[Saved entries]
_____
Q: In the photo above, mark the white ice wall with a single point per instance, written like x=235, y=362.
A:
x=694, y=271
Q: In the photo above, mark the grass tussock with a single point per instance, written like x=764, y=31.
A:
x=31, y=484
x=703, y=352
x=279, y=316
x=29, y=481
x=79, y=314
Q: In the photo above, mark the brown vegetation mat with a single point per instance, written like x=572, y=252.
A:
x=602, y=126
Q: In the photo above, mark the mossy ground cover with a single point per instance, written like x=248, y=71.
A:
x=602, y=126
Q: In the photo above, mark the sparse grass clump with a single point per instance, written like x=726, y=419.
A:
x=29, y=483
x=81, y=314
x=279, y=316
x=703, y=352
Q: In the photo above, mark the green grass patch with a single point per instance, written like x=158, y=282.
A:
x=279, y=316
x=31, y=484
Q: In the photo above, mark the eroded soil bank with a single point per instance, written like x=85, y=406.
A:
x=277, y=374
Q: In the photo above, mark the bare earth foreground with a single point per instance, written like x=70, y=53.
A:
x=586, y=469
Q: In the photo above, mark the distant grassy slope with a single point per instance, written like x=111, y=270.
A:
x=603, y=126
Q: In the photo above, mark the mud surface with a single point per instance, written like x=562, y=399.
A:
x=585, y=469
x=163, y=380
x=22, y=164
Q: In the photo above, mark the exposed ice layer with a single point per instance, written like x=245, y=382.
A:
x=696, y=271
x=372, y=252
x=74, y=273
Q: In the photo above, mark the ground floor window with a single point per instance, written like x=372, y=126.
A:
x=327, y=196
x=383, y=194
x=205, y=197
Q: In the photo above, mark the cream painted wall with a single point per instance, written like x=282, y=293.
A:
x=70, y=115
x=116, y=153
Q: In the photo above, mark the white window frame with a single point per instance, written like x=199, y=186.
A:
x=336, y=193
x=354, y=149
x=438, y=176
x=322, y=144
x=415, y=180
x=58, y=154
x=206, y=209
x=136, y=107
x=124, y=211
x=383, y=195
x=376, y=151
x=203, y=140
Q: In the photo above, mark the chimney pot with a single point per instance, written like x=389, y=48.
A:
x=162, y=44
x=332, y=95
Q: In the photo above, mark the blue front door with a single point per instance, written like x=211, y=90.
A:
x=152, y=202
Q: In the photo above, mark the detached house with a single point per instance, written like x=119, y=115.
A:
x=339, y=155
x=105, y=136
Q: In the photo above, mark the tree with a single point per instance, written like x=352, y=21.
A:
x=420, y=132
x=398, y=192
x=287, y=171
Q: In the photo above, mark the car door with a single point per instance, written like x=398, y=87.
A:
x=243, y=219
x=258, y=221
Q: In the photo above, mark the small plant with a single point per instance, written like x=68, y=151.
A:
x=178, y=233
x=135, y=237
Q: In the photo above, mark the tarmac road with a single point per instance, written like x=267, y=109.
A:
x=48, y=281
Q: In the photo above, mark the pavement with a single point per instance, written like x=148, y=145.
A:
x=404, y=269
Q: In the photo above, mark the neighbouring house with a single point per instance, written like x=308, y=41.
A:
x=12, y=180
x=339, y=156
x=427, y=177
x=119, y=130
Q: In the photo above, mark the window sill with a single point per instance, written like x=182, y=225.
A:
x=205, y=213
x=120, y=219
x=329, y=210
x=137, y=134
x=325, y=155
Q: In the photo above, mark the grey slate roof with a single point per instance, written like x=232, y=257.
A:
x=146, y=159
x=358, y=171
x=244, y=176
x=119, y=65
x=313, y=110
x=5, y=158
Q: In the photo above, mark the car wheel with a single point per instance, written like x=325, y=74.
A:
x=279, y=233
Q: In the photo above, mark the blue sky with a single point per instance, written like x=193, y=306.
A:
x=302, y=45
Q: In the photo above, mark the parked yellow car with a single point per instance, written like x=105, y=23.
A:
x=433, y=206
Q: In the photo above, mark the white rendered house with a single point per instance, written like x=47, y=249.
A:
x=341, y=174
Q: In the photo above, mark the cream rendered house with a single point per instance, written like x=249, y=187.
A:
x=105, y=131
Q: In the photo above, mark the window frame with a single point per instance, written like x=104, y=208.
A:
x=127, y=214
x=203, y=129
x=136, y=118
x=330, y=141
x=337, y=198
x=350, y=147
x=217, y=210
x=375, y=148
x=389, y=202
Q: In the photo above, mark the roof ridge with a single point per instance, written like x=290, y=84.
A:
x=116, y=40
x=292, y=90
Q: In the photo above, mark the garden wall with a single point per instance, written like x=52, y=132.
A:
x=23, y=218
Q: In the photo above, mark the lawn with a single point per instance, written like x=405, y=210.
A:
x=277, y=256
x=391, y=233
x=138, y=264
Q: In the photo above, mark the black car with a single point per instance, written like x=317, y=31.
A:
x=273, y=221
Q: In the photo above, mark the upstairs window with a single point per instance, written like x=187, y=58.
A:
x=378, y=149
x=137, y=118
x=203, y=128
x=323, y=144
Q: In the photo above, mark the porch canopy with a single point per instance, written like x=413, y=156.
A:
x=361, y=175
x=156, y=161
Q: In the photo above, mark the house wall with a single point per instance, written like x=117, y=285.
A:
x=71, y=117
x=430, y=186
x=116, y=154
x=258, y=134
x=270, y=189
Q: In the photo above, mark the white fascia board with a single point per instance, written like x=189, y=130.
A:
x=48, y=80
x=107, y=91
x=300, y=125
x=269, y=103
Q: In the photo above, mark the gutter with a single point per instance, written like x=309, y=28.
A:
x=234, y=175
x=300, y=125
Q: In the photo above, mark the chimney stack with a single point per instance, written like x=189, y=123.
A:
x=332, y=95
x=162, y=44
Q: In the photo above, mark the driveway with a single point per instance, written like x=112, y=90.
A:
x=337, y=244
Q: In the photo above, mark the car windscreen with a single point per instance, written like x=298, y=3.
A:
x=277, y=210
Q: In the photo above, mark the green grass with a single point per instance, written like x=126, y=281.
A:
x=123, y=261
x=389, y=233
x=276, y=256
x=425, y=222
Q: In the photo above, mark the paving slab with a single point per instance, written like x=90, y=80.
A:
_____
Task brief :: One number is the expected answer: the count of lines above that hold the word "rendered".

Written reply :: 2